Text segment -
Since I started very seriously trying to shed my excess kilos – I have made a big effort to set small, achievable goals. The reason for  this was to try to stave off disappointment and to make sure I achieved something positive on a regular basis.

The five kilo goal – which was my first small step – was actually fairly easy to reach. Well, I say that eight months on, when at the time – I’m sure I felt like it was never going to happen. Looking at the chart I have kept since day one – it did take about six weeks to get there. With so many ads on TV promising to help you lose 10 kilos in “just one week” – six weeks to shed five kilos felt like FOREVER!!

But, back then, the weight loss was steady. Every week I would hop on the scales, and it would be lower than the previous week. I lost 1.7 kilos in the first week of starting Weight Watchers – and never saw a weight loss like that again. But, it kept on creeping off, and that kept me pretty much motivated.

Dataset extract -
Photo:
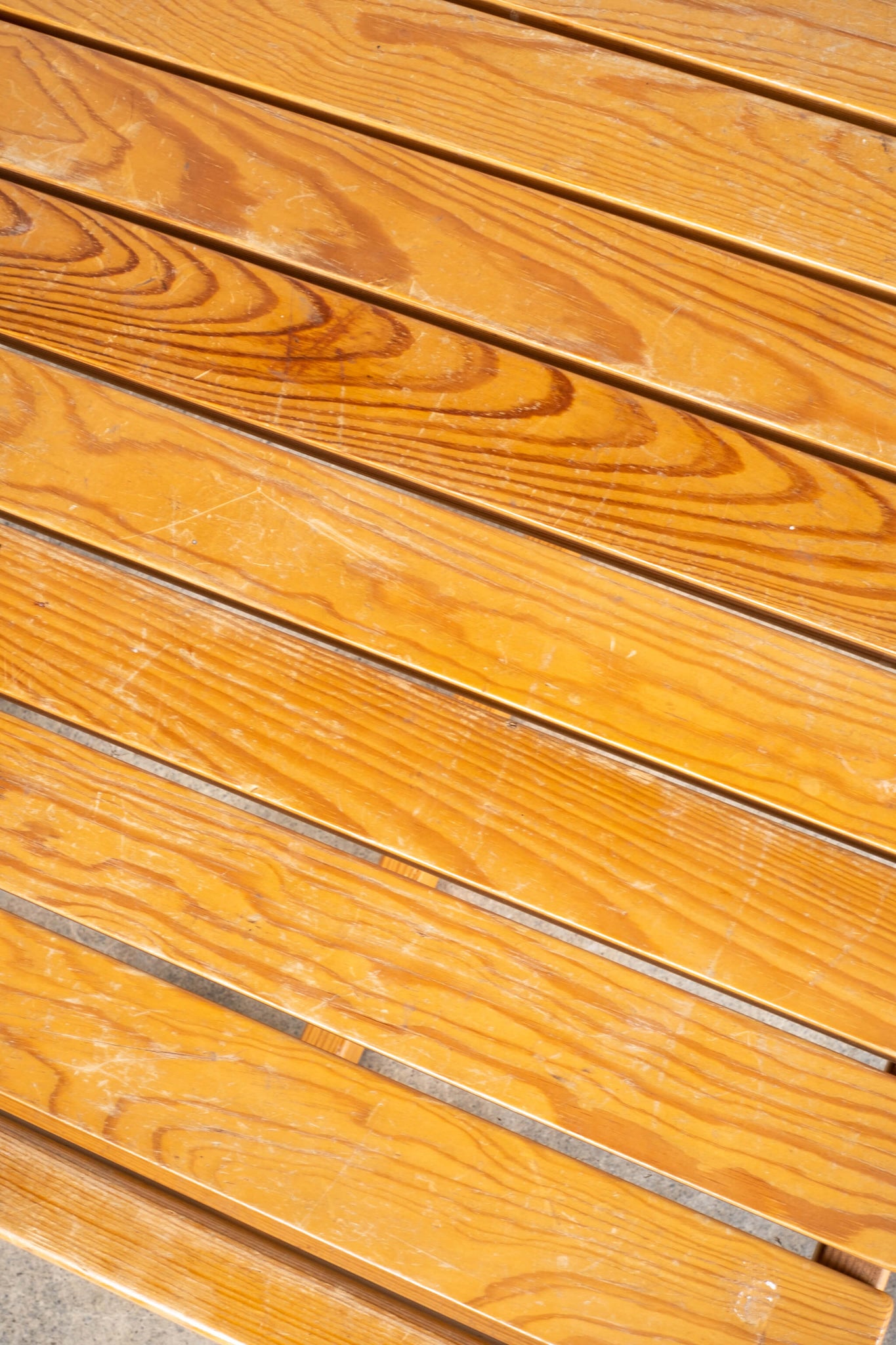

Aim 1 -
Translate this sentence from the weight-loss account into Spanish: "Every week I would hop on the scales, and it would be lower than the previous week."
Aim 2 -
Proceed with the weight-loss account, picking up after its last sentence.

Task output 1 -
Cada semana me subía a la báscula, y marcaba menos que la semana anterior.

Task output 2 -
Ok, that’s a lie – I have had many meltdowns in between. But for those of you who have been following this journey … you’ve read about that – warts and all. And, if you haven’t, and you would like to – you can read about it here.

But, in the last two months – things haven’t been going so swimmingly. My weight has been up, down, stayed the same … so much so, I have become more scared than usual about weighing myself. But, because I have gotten so close – 300 grams to be exact, away from my 20 kilo goal – I have become OCD about the scales and seem to be stepping on them at all times of the day and night.

Yes, I know it’s not the way to do it, especially after doing this the night before …

… and thisMy lovely friend and I did share this tasty plate of deliciousness – even though I could have hidden in a corner and devoured it all for myself – it was so good!!

Anyway, back to Saturday morning …

I threw caution to the wind and, butt naked, stood on the dreaded bathroom scales. In my head I was swearing at them already – knowing my arch-nemesis was unlikely to be keen to do me any favours. Preparing myself for a rude shock – I closed my eyes and reassured myself that the heavier weight I believed the digital number panel would show would act as a motivator. I promised myself I was not going to sit on the loo, naked, and cry if I saw something bad.

Mustering all the courage I had – I looked down – and had to do a double take. What the HELL!!!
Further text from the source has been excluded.